§ Excerto do texto:
:::::

Nunca gostei muito de obras velhas, pois eram “maçantes”, pelo menos a grande
maioria delas. Mas, por outro lado, interessava-me literatura contemporânea.
Interessava-me ficção realista, e interessavam-me os monólogos, os dilemas
pessoais e os mergulhos no abismo da mente humana realizados pelos
protagonistas, jovens e curiosos, dos
livros aos quais me dava ao trabalho de ler. John Green, E. Lockhart, Stephen Chbosky,
Gayle Forman. “Um, ninguém e cem mil” foi um livro que encontrei por
acaso, num blogue pessoal, e o título pareceu-me esquisito, mas no bom sentido.
“ O romance começa com ele [o autor] olhando para o espelho de manhã,
quando percebe algo estranho sobre seu nariz: ao pressionar a sua narina, ele
sente dor. O ato de olhar no espelho para si mesmo, quebra a perceção que ele
tem de si mesmo. E ele vai percebendo que sua imagem é construída pelo o que os
outros acham dele. E o que outros acham dele, segundo Moscarda, não é ele. E a
luta dele durante a história é para desconstruir essa imagem que as pessoas têm
sobre ele.” (op. Cit.)
Um
conflito interior, conclui eu. A breve leitura da sinopse do livro deixou-me a
querer explorá-lo mais. Talvez seja uma característica predominante minha, mas
como já deve ter transparecido até aqui, temas psicológicos e de autorrevelação
sempre foram grande parte das minhas paixões. Passaram vários dias, uma semana,
duas, três. Tentava acabar a leitura enquanto fazia trabalhos e dava os últimos
retoques nas apresentações finais de várias disciplinas. Assim que o acabei,
fechei a aplicação do iBooks e sentei-me em cima da minha cama. Divaguei um
pouco. Enquanto olhava fixamente para a parede perdi o foco da imagem que via,
e acho que fiquei em estado de choque, por alguns segundos. Tal como o autor
inferira, através da observação das suas próprias falhas físicas (que depois o levaram
a realizar uma profunda análise própria através de uma auto-observação a partir
de alguém de fora, em sua segunda experiência.) ninguém conhece o nosso
verdadeiro “eu”, nem nós próprios. Ele desconstrói cada juízo de valor que as outras
pessoas têm em relação a si, começando por traços físicos. Continua a
investigar as maneiras com que ele é percebido por outras pessoas e descobre
que abomina as identidades que vivem dentro de si.
A parte mais interessante, na
minha opinião, é o facto do nosso próprio “ser” ser retratado como algo que
apenas nós verdadeiramente conhecemos, e nem tanto assim. Cada pessoa que
conheces, tens uma relação ou fazes contacto visual com a passar na rua, cria
uma versão do “tu” dentro das suas mentes. Tu não és a mesma pessoa para a tua
mãe, o teu pai, os teus irmãos da mesma forma que és para os teus colegas, os
teus vizinhos ou os teus amigos. Existem milhares de versões diferentes de ti
caminhado por aí, nas mentes das pessoas. Um “tu” existe em cada versão, mas
ainda assim o teu “tu” não é ninguém no final de contas. É apenas uma projeção,
um holograma mental, um conjunto de perceções individuais que diferem e te
moldam até atingires o teu “eu” de cada pessoa. É confuso, não é? No fundo,
gosto de pensar na vida como um jogo. Já jogaram Sims? Eu adorava, quando era
criança. Agora imaginem-se como a personagem principal. Vivemos a nossa vida,
fazemos as nossas escolhas e temos ideias, opiniões sobre os que nos rodeiam e,
que, de alguma forma, representam o papel de “figurantes” na nossa vida. Agora
mudemos de perspetiva. Imagina agora um dos teus colegas, de turma, de
trabalho, um vizinho, um próprio parente. Eles fazem exatamente o mesmo, na 1ª
pessoa. São o seu próprio protagonista, a “figurinha do vídeo-jogo” que
perceciona as coisas tal como nós, mas desta vez, fazem de nós os seus
figurantes.

:::::

§ Sobre o exercício: Reproduza fielmente o trecho do texto sobre o livro "Um, ninguém e cem mil" de "Interessava-me ficção realista, e" a "no bom sentido.".

§ Excerto dos dados:
:::::

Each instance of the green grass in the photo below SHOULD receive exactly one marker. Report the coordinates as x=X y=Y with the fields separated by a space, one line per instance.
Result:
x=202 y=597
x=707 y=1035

:::::

§ Resposta à tarefa:
Interessava-me ficção realista, e interessavam-me os monólogos, os dilemas
pessoais e os mergulhos no abismo da mente humana realizados pelos
protagonistas, jovens e curiosos, dos
livros aos quais me dava ao trabalho de ler. John Green, E. Lockhart, Stephen Chbosky,
Gayle Forman. “Um, ninguém e cem mil” foi um livro que encontrei por
acaso, num blogue pessoal, e o título pareceu-me esquisito, mas no bom sentido.